• **맡은 과제**:
아래 항목의 맨 처음 줄에서 시작해, 다음 문구가 들어 있는 줄에서 멈추고 그 사이의 줄을 번호 목록으로 정리하세요: "positive clicks: (42, 113) (52, 122)". 양 끝 줄을 모두 포함하고 빈 줄과 그림은 답에 넣지 마세요.

════════════════

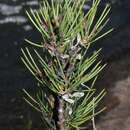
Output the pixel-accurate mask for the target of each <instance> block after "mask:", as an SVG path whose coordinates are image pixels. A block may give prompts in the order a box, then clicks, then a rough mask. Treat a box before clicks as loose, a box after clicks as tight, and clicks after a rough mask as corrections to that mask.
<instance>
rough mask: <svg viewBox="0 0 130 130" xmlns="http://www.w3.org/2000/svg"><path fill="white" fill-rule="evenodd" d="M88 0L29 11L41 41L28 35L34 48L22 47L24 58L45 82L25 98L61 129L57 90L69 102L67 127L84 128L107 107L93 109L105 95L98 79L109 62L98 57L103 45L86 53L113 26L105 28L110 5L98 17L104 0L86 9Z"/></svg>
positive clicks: (42, 113) (52, 122)
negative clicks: (95, 83) (98, 80)
mask: <svg viewBox="0 0 130 130" xmlns="http://www.w3.org/2000/svg"><path fill="white" fill-rule="evenodd" d="M85 1H86V0H62V1H60V0H55V1H53V0H52V2H51V3H49V2H48V1H47V0H44V1H43V2H42V3H41V4H40V8H39V9H38V10H32V9H30V11H27V12H26V13H27V15H28V18H29V19H30V21H31V22H32V24H33V25H34V26H35V27H36V29H37V30H38V31H39V32H40V34H41V37H42V41H39V43H34V42H32V41H30V40H27V39H26V42H27V43H29V44H31V45H32V48H33V49H29V48H28V47H26V48H25V49H22V53H23V56H22V58H21V59H22V61H23V63H24V64H25V66H26V67H27V69H28V70H29V71H30V72H31V73H32V75H33V76H34V77H35V78H36V80H37V81H38V83H39V84H40V85H39V86H38V87H39V91H38V92H37V93H36V96H35V97H32V96H31V95H30V94H29V93H27V92H26V91H25V90H24V92H25V94H26V95H27V98H25V100H26V101H27V102H28V103H29V104H30V105H31V106H32V107H33V108H35V109H36V110H37V111H39V112H41V114H42V117H43V120H44V121H45V122H46V124H47V127H48V129H51V130H56V129H57V128H56V124H55V121H54V118H53V114H54V113H53V110H54V102H55V96H54V95H58V96H60V97H61V98H62V100H63V102H64V104H65V105H64V118H65V121H64V123H65V127H66V129H67V130H69V129H71V128H76V129H84V128H81V127H80V126H81V124H83V123H84V122H86V121H88V120H90V119H93V117H94V116H95V115H97V114H98V113H100V112H101V111H102V110H103V109H102V110H100V111H96V112H95V111H94V110H95V108H96V107H97V106H98V104H99V102H100V100H101V99H102V98H103V97H104V95H105V90H102V91H101V92H100V93H99V94H98V95H96V96H95V92H96V90H95V88H94V83H95V81H96V79H97V76H98V74H99V72H100V71H101V70H102V69H103V68H104V66H105V65H101V61H99V62H97V59H98V55H99V52H100V50H98V51H96V52H94V53H93V54H92V56H87V52H88V49H89V47H90V45H91V44H92V43H94V42H95V41H97V40H98V39H100V38H102V37H103V36H105V35H106V34H108V33H109V32H111V31H112V29H111V30H109V31H107V32H105V33H103V34H101V33H100V32H101V31H102V29H103V28H104V26H105V25H106V24H107V23H108V21H109V18H107V16H108V13H109V11H110V7H109V6H108V5H107V6H106V7H105V9H104V10H103V12H102V14H101V15H100V17H99V18H98V19H96V18H95V16H96V12H97V8H98V5H99V3H100V0H93V3H92V7H91V8H90V10H89V11H88V13H86V14H84V12H83V6H84V3H85ZM90 83H91V85H90ZM57 114H58V113H57Z"/></svg>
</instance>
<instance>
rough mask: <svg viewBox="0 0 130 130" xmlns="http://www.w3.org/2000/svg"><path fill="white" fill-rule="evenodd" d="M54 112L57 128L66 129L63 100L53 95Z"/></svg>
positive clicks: (61, 129) (59, 96)
mask: <svg viewBox="0 0 130 130" xmlns="http://www.w3.org/2000/svg"><path fill="white" fill-rule="evenodd" d="M55 112H56V113H54V115H55V117H54V119H55V123H56V127H57V130H66V128H65V117H64V101H63V99H62V97H61V96H56V97H55Z"/></svg>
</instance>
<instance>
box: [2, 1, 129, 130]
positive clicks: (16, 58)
mask: <svg viewBox="0 0 130 130" xmlns="http://www.w3.org/2000/svg"><path fill="white" fill-rule="evenodd" d="M106 3H109V4H110V5H111V12H110V22H109V25H108V27H111V28H114V31H113V32H112V33H111V34H110V35H108V36H107V37H105V38H104V39H103V40H100V41H99V43H98V45H97V47H98V48H100V47H102V48H103V50H102V59H103V60H104V61H105V62H107V63H108V66H107V67H106V68H105V70H104V71H103V72H102V74H101V75H102V76H100V79H99V81H98V83H97V87H98V88H99V89H100V86H101V87H102V88H104V87H105V88H106V89H107V91H108V94H107V96H106V97H105V99H104V104H105V105H106V106H107V111H106V114H103V115H101V117H100V118H99V119H98V120H97V124H96V125H97V129H98V130H130V98H129V97H130V1H129V0H102V4H101V7H100V8H103V7H104V6H105V4H106ZM29 7H32V8H37V7H38V2H37V1H36V0H0V130H32V129H33V130H40V127H41V123H39V120H40V119H39V118H38V117H37V114H32V113H33V112H32V109H31V108H30V107H28V105H26V104H25V103H24V101H23V100H22V97H23V93H22V88H26V89H28V88H34V87H35V86H36V84H35V83H34V82H33V80H32V77H31V75H30V74H29V73H28V72H27V71H26V70H25V67H24V65H23V64H22V62H21V61H20V55H21V51H20V48H21V47H22V46H24V44H25V42H24V39H25V38H31V39H32V40H34V41H38V39H39V35H38V33H37V32H36V31H35V30H32V27H31V26H30V25H31V24H30V23H29V22H28V20H27V18H26V15H25V10H28V9H29ZM30 109H31V110H30Z"/></svg>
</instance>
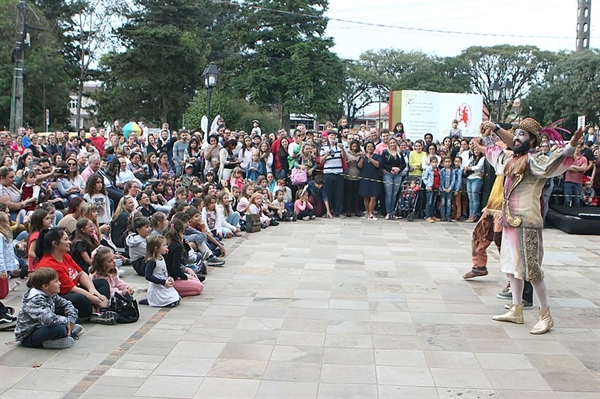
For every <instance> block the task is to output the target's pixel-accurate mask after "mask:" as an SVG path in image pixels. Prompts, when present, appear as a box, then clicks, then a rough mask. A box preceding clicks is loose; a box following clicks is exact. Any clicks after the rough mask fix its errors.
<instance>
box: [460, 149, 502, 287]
mask: <svg viewBox="0 0 600 399" xmlns="http://www.w3.org/2000/svg"><path fill="white" fill-rule="evenodd" d="M503 144H504V143H502V142H500V144H499V145H501V146H502V145H503ZM476 145H477V146H478V149H479V151H481V152H482V153H483V154H485V152H486V148H485V147H484V146H482V145H478V144H476ZM504 156H506V154H504ZM502 173H503V169H502V165H501V168H500V169H496V179H495V180H494V184H493V185H492V190H491V192H490V196H489V198H488V202H487V205H486V207H485V208H483V211H482V213H481V217H480V218H479V221H477V224H476V225H475V227H474V228H473V234H472V238H471V259H472V262H473V267H472V269H471V271H469V272H468V273H467V274H465V275H464V276H463V278H464V279H465V280H468V279H472V278H475V277H483V276H487V274H488V271H487V249H488V247H489V246H490V245H491V244H492V242H494V243H495V244H496V247H498V252H500V248H501V241H502V226H500V223H499V220H500V213H501V209H502V192H503V187H504V175H503V174H502Z"/></svg>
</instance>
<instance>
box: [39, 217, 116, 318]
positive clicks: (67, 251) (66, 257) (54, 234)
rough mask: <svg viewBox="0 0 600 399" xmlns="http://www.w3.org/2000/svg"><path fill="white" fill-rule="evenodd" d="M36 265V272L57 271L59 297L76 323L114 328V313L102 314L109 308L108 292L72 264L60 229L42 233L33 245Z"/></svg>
mask: <svg viewBox="0 0 600 399" xmlns="http://www.w3.org/2000/svg"><path fill="white" fill-rule="evenodd" d="M35 249H36V255H37V258H38V259H39V262H37V263H36V265H35V267H36V269H38V268H41V267H49V268H51V269H54V270H56V272H57V273H58V280H59V281H60V292H59V294H60V296H62V297H63V298H65V299H67V300H68V301H70V302H71V303H73V306H75V308H76V309H77V311H78V313H79V320H84V319H89V321H90V322H92V323H100V324H114V323H115V322H116V318H117V315H116V313H114V312H110V311H105V312H101V311H100V309H104V308H107V307H108V306H109V303H108V298H110V288H109V286H108V282H107V281H106V280H95V281H92V279H90V277H89V276H88V275H87V274H85V273H84V272H83V270H81V268H80V267H79V266H78V265H77V263H75V261H74V260H73V258H72V257H71V255H69V251H70V249H71V240H69V236H68V235H67V232H66V231H65V230H64V229H62V228H60V227H55V228H53V229H44V230H42V232H41V233H40V237H39V239H38V241H37V245H36V248H35Z"/></svg>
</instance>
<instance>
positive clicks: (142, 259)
mask: <svg viewBox="0 0 600 399" xmlns="http://www.w3.org/2000/svg"><path fill="white" fill-rule="evenodd" d="M131 267H133V270H135V272H136V273H137V274H138V276H142V277H144V276H145V275H146V261H145V259H144V257H143V256H140V257H138V258H136V259H134V260H132V261H131Z"/></svg>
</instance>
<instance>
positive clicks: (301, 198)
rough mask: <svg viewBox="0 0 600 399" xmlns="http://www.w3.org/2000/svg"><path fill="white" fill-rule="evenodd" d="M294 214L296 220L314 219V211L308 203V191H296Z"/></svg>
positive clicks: (303, 190)
mask: <svg viewBox="0 0 600 399" xmlns="http://www.w3.org/2000/svg"><path fill="white" fill-rule="evenodd" d="M294 213H295V214H296V217H297V218H298V219H302V220H311V219H314V218H315V209H314V207H313V206H312V204H311V203H310V202H309V201H308V190H302V191H298V199H297V200H296V202H295V203H294Z"/></svg>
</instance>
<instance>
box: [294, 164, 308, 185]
mask: <svg viewBox="0 0 600 399" xmlns="http://www.w3.org/2000/svg"><path fill="white" fill-rule="evenodd" d="M307 181H308V174H307V173H306V170H302V169H300V168H294V169H292V185H294V186H297V185H299V184H304V183H306V182H307Z"/></svg>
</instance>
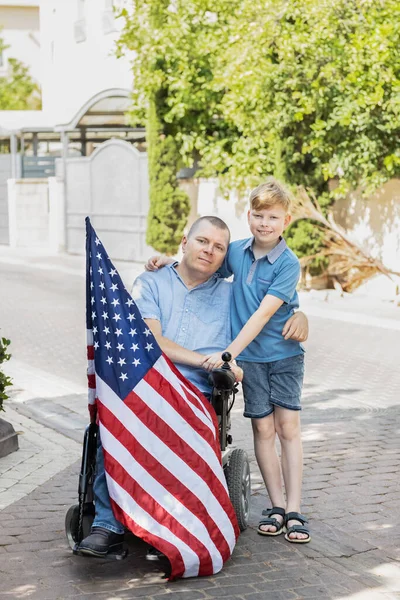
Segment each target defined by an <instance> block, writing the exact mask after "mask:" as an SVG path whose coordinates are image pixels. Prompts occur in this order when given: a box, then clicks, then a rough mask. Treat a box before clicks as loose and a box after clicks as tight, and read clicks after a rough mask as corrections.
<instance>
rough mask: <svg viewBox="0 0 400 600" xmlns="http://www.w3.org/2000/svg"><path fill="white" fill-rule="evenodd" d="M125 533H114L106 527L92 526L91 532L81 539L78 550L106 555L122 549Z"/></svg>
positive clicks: (97, 555) (91, 555) (87, 554)
mask: <svg viewBox="0 0 400 600" xmlns="http://www.w3.org/2000/svg"><path fill="white" fill-rule="evenodd" d="M123 541H124V534H123V533H122V534H121V533H114V532H113V531H110V530H109V529H105V528H104V527H92V529H91V531H90V534H89V535H88V536H87V537H86V538H85V539H84V540H82V541H81V543H80V544H79V546H78V551H79V552H80V553H81V554H85V555H87V556H97V557H99V558H101V557H104V556H106V555H107V554H108V553H109V552H118V551H120V550H122V542H123Z"/></svg>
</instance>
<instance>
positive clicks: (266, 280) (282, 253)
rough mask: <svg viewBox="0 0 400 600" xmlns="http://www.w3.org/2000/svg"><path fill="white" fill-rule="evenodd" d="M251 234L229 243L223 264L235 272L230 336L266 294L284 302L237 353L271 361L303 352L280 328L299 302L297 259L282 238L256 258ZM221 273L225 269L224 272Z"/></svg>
mask: <svg viewBox="0 0 400 600" xmlns="http://www.w3.org/2000/svg"><path fill="white" fill-rule="evenodd" d="M253 239H254V238H250V239H246V240H238V241H236V242H232V243H231V244H230V245H229V250H228V254H227V257H226V259H225V264H224V267H226V270H227V271H228V272H229V274H232V273H233V275H234V281H233V294H232V304H231V324H232V339H234V338H235V337H236V336H237V335H238V333H239V332H240V330H241V329H242V327H243V326H244V325H245V324H246V323H247V321H248V320H249V318H250V317H251V316H252V315H253V313H255V312H256V310H257V309H258V308H259V306H260V304H261V302H262V300H263V299H264V297H265V296H266V295H267V294H271V295H272V296H276V297H277V298H280V299H281V300H283V302H284V304H282V306H281V307H280V308H279V309H278V310H277V311H276V313H275V314H274V315H273V316H272V317H271V319H270V320H269V322H268V323H267V324H266V325H265V327H264V328H263V329H262V330H261V332H260V333H259V334H258V336H257V337H256V338H255V339H254V340H253V341H252V342H251V344H249V345H248V346H247V348H245V349H244V350H243V352H242V353H241V354H240V355H239V356H238V358H239V359H240V360H244V361H248V362H272V361H275V360H281V359H283V358H289V357H291V356H296V355H298V354H302V353H303V352H304V349H303V347H302V346H301V344H300V343H299V342H295V341H293V340H285V339H284V337H283V336H282V329H283V327H284V325H285V323H286V321H287V320H288V318H289V317H291V315H292V314H293V312H294V309H295V308H298V306H299V300H298V295H297V292H296V286H297V283H298V281H299V277H300V263H299V260H298V258H297V256H296V255H295V254H294V253H293V252H292V251H291V250H290V248H288V246H287V244H286V242H285V240H284V239H281V241H280V242H279V244H278V245H277V246H275V248H274V249H273V250H271V252H269V254H267V255H266V256H263V257H262V258H259V259H257V260H256V258H255V257H254V254H253V250H252V243H253ZM223 275H224V276H227V275H228V273H227V272H224V273H223Z"/></svg>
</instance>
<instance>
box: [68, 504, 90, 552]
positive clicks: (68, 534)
mask: <svg viewBox="0 0 400 600" xmlns="http://www.w3.org/2000/svg"><path fill="white" fill-rule="evenodd" d="M93 519H94V514H93V512H92V511H85V512H84V515H83V537H84V538H85V537H86V536H87V535H89V533H90V528H91V526H92V523H93ZM78 526H79V504H73V505H72V506H71V507H70V508H69V509H68V511H67V514H66V515H65V534H66V536H67V540H68V544H69V546H70V548H71V550H73V549H74V547H75V544H76V543H77V542H78Z"/></svg>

════════════════

• **답변**:
1. Output the pixel-accurate mask for the target of each <instance> block after "mask:", as an SVG path whose coordinates are image pixels. A block may give prompts in the order a box, then clicks, then a rough mask. Treat a box before clicks as loose, a box after clicks as tight, and clicks after a rough mask as corrections to that mask.
2. <instance>
3. rough mask: <svg viewBox="0 0 130 130" xmlns="http://www.w3.org/2000/svg"><path fill="white" fill-rule="evenodd" d="M88 0L29 11L41 41L28 35L34 48L22 47L24 58L45 82L25 98L61 129L57 90L69 102L67 127L84 128L107 107L93 109L105 95L98 79L109 62L98 57L103 45L86 53L113 26L105 28L110 5L98 17L104 0L86 9Z"/></svg>
4. positive clicks: (42, 113) (52, 122)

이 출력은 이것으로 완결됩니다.